**Material supplied:**
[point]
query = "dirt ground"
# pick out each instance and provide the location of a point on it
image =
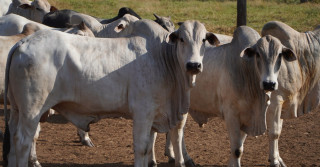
(58, 145)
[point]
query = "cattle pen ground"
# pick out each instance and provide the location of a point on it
(58, 145)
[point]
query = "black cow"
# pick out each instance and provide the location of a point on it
(62, 18)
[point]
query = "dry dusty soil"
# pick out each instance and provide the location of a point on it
(58, 145)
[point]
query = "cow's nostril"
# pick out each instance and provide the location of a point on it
(194, 67)
(269, 85)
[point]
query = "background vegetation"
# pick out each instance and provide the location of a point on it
(219, 16)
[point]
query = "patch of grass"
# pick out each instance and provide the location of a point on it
(219, 16)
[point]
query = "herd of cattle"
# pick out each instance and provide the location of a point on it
(152, 73)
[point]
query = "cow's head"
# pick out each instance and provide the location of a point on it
(268, 53)
(165, 22)
(81, 30)
(190, 40)
(122, 26)
(37, 9)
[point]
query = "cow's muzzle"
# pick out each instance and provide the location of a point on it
(269, 85)
(193, 68)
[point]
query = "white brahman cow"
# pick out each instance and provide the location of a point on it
(298, 82)
(235, 85)
(142, 77)
(7, 42)
(4, 6)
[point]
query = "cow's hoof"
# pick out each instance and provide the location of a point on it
(278, 164)
(171, 160)
(152, 164)
(190, 163)
(87, 142)
(34, 164)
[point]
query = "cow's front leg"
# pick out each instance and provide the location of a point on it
(33, 160)
(142, 123)
(84, 138)
(176, 139)
(152, 157)
(274, 123)
(237, 138)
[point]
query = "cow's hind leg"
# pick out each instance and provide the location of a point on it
(13, 122)
(23, 138)
(274, 123)
(33, 160)
(168, 151)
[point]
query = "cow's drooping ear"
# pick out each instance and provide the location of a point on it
(173, 38)
(248, 53)
(180, 23)
(212, 39)
(288, 54)
(156, 16)
(121, 26)
(52, 9)
(82, 26)
(25, 6)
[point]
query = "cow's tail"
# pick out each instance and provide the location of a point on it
(6, 140)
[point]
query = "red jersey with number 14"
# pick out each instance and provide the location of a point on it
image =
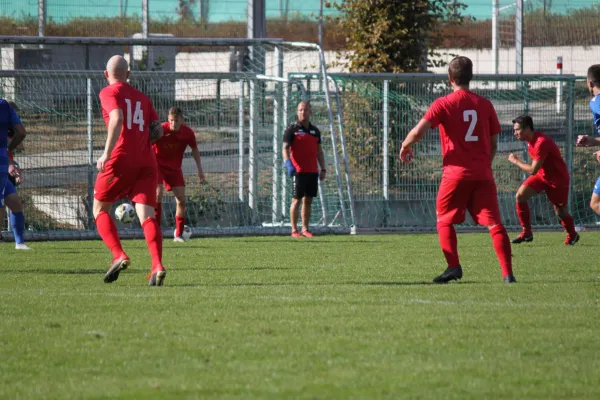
(467, 121)
(171, 146)
(138, 112)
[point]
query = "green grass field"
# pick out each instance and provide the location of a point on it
(331, 317)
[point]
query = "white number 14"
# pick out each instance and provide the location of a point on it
(138, 115)
(470, 115)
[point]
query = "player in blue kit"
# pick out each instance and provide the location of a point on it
(9, 120)
(593, 85)
(11, 198)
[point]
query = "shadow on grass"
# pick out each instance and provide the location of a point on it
(55, 271)
(259, 284)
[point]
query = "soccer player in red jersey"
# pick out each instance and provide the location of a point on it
(127, 168)
(169, 151)
(469, 129)
(303, 154)
(548, 173)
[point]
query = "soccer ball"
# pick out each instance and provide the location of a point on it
(125, 213)
(186, 234)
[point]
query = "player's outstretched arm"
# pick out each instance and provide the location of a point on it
(115, 124)
(18, 137)
(321, 160)
(531, 169)
(494, 144)
(587, 141)
(414, 136)
(196, 155)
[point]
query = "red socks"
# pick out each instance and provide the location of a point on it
(501, 244)
(108, 232)
(153, 236)
(449, 243)
(524, 217)
(179, 222)
(158, 213)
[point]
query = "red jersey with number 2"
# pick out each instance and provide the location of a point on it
(138, 112)
(467, 121)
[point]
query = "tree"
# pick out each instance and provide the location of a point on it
(393, 36)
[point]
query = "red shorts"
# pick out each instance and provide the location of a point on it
(120, 179)
(557, 194)
(171, 178)
(455, 197)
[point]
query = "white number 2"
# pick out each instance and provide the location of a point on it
(138, 115)
(470, 115)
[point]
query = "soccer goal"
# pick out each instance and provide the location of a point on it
(238, 95)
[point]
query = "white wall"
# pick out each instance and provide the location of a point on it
(536, 60)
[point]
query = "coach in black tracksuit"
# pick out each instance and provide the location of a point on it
(301, 152)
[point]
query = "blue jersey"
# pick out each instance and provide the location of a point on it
(595, 107)
(8, 119)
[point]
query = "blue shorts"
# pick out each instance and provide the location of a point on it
(3, 181)
(597, 187)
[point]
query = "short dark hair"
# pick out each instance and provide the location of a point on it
(525, 121)
(176, 111)
(594, 74)
(13, 105)
(460, 70)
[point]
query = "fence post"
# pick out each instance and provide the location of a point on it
(570, 114)
(277, 131)
(241, 143)
(386, 166)
(252, 151)
(90, 144)
(559, 88)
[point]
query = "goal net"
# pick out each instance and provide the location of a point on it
(237, 95)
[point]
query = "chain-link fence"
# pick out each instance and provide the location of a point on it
(379, 110)
(234, 95)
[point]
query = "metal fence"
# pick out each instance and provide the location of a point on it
(239, 118)
(234, 95)
(378, 110)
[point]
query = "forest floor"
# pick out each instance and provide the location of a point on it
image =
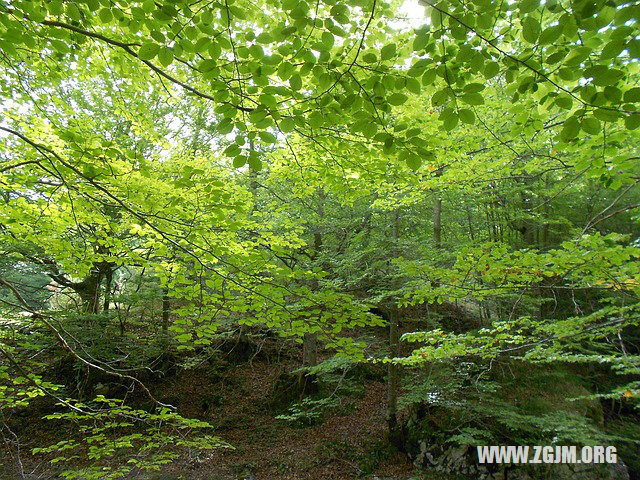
(235, 396)
(341, 447)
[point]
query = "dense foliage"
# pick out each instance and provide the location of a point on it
(176, 175)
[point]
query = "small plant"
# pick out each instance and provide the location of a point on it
(119, 440)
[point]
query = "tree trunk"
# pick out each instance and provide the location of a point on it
(437, 229)
(166, 306)
(107, 289)
(392, 372)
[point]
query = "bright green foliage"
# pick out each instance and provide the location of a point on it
(177, 172)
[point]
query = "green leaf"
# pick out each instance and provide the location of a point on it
(467, 116)
(105, 15)
(420, 41)
(148, 51)
(287, 125)
(327, 39)
(397, 98)
(165, 56)
(631, 122)
(491, 69)
(570, 129)
(413, 85)
(590, 125)
(239, 161)
(295, 82)
(268, 137)
(530, 29)
(388, 51)
(632, 95)
(473, 98)
(413, 161)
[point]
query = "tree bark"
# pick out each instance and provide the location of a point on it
(392, 372)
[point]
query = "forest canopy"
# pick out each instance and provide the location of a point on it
(439, 210)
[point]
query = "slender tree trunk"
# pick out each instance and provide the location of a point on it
(437, 229)
(166, 307)
(310, 350)
(393, 373)
(107, 289)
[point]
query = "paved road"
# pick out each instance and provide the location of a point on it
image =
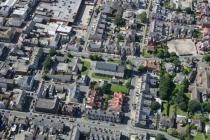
(125, 129)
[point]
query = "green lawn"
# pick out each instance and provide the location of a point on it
(208, 137)
(199, 136)
(100, 77)
(86, 67)
(119, 88)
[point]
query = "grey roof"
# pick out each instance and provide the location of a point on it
(46, 103)
(109, 67)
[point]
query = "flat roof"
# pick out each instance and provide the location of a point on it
(65, 10)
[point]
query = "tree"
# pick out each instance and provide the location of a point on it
(52, 52)
(142, 69)
(92, 85)
(185, 84)
(206, 58)
(47, 63)
(188, 10)
(160, 137)
(197, 34)
(206, 106)
(143, 17)
(194, 105)
(172, 132)
(166, 86)
(119, 21)
(155, 106)
(120, 37)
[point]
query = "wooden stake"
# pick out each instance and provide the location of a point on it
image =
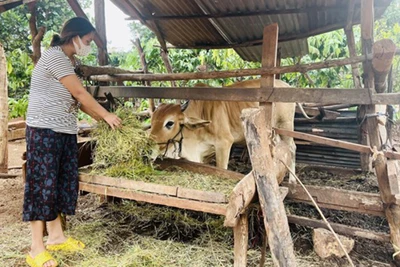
(3, 112)
(258, 130)
(100, 21)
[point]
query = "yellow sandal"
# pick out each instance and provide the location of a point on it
(40, 259)
(70, 245)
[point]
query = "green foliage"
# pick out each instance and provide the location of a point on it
(17, 107)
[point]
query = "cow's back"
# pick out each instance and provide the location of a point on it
(225, 115)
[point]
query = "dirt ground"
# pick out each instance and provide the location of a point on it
(365, 253)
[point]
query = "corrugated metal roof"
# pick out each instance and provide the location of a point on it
(239, 23)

**What is needed:**
If a line of the data contains the word "forest", count it; say how many such lines there are and nothing else.

**Finished task:**
2